#### [Stated exercise]
Count the lines in the listing below that contain the string "child", treating uppercase and lowercase as different. Reply with the number only.

□ □ □

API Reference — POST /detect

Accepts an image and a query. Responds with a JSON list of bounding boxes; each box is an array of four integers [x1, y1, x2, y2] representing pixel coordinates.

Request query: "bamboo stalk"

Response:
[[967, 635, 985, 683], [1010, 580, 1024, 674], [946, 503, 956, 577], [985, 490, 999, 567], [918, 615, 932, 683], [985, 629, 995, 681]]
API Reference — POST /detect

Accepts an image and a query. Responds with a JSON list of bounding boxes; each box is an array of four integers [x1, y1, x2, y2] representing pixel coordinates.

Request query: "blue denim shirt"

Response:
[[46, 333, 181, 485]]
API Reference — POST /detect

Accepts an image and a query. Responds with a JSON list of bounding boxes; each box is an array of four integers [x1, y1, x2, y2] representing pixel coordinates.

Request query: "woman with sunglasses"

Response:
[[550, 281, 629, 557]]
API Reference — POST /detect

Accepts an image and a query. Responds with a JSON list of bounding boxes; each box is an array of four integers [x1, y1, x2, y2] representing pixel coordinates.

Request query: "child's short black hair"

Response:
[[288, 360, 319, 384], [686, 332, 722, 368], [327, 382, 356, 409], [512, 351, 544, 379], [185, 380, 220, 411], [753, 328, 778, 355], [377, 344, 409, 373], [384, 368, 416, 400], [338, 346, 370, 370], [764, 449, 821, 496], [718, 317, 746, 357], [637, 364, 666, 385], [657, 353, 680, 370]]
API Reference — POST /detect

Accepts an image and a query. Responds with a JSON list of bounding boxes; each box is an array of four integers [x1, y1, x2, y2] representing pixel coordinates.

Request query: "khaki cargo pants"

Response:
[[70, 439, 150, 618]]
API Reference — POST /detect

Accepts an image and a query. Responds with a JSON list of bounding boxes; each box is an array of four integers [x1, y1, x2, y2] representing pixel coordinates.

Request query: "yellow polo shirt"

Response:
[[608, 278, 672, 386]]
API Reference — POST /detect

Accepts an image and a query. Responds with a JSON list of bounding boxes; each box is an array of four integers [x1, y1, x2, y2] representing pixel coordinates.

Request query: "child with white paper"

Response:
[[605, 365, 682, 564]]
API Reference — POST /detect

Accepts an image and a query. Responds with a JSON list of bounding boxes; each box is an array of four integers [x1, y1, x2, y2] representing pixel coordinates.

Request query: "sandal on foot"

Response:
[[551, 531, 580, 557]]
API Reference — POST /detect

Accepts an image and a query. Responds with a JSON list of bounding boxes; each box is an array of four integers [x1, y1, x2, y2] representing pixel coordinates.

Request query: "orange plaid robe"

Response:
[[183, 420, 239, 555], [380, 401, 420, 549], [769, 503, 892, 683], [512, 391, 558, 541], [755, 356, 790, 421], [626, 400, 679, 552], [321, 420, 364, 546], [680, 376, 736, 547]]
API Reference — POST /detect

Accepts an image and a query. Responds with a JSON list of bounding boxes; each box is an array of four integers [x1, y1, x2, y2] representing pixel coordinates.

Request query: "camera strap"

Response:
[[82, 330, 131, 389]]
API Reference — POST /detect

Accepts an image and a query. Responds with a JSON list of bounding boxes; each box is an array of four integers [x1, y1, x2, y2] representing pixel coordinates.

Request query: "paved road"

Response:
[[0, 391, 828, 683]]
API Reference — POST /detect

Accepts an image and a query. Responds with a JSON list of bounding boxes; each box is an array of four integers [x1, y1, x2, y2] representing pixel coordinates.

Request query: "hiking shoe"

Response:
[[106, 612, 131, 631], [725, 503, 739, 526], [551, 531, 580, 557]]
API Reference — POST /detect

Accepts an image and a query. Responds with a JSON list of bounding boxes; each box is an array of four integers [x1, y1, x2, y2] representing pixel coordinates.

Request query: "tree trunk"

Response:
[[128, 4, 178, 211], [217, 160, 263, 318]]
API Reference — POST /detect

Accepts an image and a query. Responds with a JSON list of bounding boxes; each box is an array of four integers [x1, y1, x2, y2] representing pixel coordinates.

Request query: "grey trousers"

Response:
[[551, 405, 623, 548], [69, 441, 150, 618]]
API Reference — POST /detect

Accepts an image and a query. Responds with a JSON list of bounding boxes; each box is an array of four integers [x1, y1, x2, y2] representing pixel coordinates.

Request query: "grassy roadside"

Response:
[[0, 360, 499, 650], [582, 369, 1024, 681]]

□ □ □

#### [Result below]
2